TEXT FOR ANALYSIS: Begin

In 2016, Sullivan licensed the AROC's bolt carrier group technology to SureFire as a drop-in upgrade for standard AR-15 pattern rifles. Sold as the SureFire Optimized Bolt Carrier (OBC), it features the modified cam path, gas key, and proprietary buffer system of the AROC. However, it lacks the longer bolt lugs and inconel gas rings.

In 2017, Sullivan write a letter to then Commandant of the U.S. Marine Corps, Robert Neller offering the AROC to the USMC. This was in response to an article published by the Marine Corp Times in which Neller expressed interest in finding improved infantry rifles to replace the M4. In the letter, Sullivan promoted the AROC as a single weapon to replace the M4 Carbine, M249 SAW, and Heckler & Koch M27. Along with the letter, Sullivan included a DVD showing relevance and proof to his claims.

In 2020, SureFire partnered with Geissele Automatics to make a weapons platform combining the AROC operating system with Geissele's 'Super Duty' rifle. In 2022, the joint SureFire-Geissele AROC rifle was reportedly selected by the U.S. Army's Delta Force to replace their inventory of Heckler & Koch HK416s. However, due to contract disputes between SureFire and Geissele, the rifles were never delivered. The SIG Sauer MCX Spear LT, which was the runner-up in the competition, was selected instead.

TEXT FOR ANALYSIS: End

Can you pick up the passage about the AROC rifle after its last sentence and continue it? The items that follow have no connection to the passage about the AROC rifle.

DATA SUPPLIED: Begin

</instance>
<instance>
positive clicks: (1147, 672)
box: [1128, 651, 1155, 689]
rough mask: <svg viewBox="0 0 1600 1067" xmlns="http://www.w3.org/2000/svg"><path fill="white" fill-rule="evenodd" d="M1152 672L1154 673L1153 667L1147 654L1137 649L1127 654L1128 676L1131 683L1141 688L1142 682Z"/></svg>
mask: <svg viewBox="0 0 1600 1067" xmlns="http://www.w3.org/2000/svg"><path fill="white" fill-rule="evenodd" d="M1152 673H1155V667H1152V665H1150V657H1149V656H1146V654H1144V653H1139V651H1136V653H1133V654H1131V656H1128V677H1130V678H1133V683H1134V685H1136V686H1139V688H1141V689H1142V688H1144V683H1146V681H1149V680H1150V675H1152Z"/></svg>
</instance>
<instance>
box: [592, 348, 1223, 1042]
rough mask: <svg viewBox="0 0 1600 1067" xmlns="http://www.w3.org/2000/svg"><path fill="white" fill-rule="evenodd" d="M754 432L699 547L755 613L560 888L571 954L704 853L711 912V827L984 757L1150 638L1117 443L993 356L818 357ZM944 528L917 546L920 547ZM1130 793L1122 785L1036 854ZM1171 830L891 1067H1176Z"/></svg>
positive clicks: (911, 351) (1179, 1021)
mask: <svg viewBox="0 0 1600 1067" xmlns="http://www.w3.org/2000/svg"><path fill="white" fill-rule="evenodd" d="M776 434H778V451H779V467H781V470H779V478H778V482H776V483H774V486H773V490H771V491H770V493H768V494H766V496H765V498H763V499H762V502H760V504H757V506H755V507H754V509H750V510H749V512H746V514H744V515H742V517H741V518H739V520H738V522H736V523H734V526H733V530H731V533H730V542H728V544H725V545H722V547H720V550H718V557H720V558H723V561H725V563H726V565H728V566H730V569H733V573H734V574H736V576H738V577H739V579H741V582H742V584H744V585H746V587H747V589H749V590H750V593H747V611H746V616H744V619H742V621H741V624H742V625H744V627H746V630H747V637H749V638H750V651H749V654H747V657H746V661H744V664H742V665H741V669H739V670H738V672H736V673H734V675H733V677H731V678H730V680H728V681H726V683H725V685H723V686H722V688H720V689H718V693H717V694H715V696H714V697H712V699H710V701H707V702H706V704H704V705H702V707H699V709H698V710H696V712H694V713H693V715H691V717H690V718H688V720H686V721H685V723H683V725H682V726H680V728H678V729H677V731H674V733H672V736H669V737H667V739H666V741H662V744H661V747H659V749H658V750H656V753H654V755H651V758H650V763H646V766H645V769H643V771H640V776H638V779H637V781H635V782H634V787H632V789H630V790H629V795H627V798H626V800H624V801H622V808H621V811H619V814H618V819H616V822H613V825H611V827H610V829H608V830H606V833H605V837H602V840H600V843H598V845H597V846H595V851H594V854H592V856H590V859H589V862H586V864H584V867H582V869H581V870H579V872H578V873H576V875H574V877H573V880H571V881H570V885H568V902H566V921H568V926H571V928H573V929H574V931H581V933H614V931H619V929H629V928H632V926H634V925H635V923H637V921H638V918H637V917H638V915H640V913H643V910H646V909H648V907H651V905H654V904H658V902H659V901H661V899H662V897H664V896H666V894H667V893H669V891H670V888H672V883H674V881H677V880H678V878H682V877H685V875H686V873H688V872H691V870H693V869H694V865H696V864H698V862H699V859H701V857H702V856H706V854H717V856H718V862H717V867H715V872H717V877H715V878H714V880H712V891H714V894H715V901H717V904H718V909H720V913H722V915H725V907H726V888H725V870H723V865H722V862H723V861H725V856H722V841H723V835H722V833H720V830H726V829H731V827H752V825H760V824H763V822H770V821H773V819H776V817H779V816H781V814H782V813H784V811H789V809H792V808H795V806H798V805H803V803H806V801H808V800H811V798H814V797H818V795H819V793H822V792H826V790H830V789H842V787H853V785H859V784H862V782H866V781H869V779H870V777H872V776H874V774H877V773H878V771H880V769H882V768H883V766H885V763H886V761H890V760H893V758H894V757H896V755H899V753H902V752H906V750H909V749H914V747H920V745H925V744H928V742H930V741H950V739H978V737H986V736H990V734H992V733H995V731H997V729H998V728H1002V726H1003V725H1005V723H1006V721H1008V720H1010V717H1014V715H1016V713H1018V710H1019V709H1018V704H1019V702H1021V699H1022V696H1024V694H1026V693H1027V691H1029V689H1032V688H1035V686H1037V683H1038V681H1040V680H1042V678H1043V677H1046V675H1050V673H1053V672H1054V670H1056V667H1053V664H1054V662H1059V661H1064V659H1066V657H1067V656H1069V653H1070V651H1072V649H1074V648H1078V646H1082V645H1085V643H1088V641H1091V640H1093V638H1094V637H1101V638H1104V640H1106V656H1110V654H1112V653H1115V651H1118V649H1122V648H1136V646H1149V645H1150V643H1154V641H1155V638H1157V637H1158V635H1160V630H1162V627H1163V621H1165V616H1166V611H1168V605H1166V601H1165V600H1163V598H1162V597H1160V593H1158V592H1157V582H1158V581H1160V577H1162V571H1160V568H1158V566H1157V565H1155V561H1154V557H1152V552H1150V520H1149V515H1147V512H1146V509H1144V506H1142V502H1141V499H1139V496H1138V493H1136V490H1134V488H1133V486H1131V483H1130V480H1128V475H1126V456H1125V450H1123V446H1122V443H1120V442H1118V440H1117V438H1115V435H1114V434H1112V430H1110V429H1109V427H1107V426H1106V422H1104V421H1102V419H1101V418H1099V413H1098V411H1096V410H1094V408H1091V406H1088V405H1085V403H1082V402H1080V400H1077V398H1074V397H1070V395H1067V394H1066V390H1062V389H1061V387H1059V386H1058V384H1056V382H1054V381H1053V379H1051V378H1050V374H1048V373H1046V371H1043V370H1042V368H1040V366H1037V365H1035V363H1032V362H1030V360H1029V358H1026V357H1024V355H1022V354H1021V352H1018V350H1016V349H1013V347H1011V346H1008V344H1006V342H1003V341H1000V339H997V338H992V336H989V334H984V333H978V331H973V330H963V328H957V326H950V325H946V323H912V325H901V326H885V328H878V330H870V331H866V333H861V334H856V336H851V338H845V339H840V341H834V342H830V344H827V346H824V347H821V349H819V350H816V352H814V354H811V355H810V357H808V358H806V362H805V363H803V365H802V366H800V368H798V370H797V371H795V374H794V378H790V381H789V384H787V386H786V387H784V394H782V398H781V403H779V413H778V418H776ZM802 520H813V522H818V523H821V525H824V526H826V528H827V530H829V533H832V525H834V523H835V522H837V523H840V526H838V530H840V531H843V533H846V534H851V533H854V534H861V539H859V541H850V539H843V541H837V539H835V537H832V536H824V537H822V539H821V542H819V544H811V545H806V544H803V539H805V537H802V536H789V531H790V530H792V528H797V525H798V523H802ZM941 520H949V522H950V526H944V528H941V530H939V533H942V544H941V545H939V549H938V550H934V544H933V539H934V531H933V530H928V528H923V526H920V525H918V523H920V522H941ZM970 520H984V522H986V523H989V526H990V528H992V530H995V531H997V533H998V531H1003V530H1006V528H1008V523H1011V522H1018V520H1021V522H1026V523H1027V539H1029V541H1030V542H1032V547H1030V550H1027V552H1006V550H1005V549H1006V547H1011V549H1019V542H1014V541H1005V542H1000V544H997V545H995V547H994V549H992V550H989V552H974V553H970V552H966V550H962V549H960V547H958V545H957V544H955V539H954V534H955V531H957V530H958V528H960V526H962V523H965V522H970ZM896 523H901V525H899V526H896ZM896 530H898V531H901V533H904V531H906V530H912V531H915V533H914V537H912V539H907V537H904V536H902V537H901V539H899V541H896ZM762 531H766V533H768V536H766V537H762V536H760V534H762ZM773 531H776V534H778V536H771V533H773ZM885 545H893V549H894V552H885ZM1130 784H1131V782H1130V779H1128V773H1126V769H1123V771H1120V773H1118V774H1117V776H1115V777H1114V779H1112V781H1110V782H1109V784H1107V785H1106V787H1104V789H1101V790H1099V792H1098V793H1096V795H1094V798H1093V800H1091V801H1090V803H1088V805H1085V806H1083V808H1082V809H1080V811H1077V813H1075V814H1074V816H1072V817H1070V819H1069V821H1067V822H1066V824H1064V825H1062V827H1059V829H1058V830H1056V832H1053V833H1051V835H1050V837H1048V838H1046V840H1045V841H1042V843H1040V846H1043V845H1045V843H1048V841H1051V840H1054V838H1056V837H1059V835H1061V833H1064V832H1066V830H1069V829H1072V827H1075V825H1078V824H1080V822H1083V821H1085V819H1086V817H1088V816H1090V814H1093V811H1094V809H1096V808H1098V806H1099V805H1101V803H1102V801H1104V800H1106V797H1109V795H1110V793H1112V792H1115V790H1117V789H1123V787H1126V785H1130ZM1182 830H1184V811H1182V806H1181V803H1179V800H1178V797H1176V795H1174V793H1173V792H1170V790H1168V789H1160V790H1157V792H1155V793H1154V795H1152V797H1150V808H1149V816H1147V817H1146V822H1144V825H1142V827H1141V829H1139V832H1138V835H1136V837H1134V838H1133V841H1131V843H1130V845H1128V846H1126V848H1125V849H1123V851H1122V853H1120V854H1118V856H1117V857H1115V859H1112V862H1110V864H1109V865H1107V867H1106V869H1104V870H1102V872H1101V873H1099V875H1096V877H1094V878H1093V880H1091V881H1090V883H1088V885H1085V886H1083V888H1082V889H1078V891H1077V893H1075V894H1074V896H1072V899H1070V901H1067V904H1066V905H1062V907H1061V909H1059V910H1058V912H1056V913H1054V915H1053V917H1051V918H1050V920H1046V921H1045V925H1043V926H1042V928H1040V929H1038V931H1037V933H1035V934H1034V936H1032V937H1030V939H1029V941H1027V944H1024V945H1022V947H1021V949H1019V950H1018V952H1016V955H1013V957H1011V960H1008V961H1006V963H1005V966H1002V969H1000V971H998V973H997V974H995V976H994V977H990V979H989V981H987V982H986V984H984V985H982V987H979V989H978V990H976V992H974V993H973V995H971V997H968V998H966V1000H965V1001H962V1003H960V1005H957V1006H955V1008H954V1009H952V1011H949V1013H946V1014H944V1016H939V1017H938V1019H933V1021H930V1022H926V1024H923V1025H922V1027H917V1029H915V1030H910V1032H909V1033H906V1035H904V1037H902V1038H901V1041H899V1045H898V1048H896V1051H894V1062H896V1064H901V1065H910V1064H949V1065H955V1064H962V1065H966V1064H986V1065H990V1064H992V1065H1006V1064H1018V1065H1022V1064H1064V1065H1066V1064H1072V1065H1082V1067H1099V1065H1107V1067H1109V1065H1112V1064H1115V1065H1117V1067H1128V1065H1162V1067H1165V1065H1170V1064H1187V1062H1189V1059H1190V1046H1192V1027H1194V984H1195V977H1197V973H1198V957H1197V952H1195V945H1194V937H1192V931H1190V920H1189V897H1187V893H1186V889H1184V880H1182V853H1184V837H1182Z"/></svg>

DATA SUPPLIED: End

▶ **EXERCISE ANSWER**:
In 2023, SureFire adapted the design principles from the AROC into the creation of the Intermediate Combat Advanced Rifle (ICAR), an AR-pattern rifle chambered in 6mm ARC. Unveiled to the public in 2025, the ICAR is reportedly undergoing test and evaluation by Joint Special Operations Command as part of a medium-range assault rifle program. Much like the AROC, the ICAR features longer bolt lugs, barrel extension, and a modified cam path. This effectively eliminates the issue of stunted bolt life seen in drop-in 6mm ARC bolts for commercial off-the-shelf AR-15 rifles.

==Death==
Sullivan died on September 22, 2024, at the age of 91.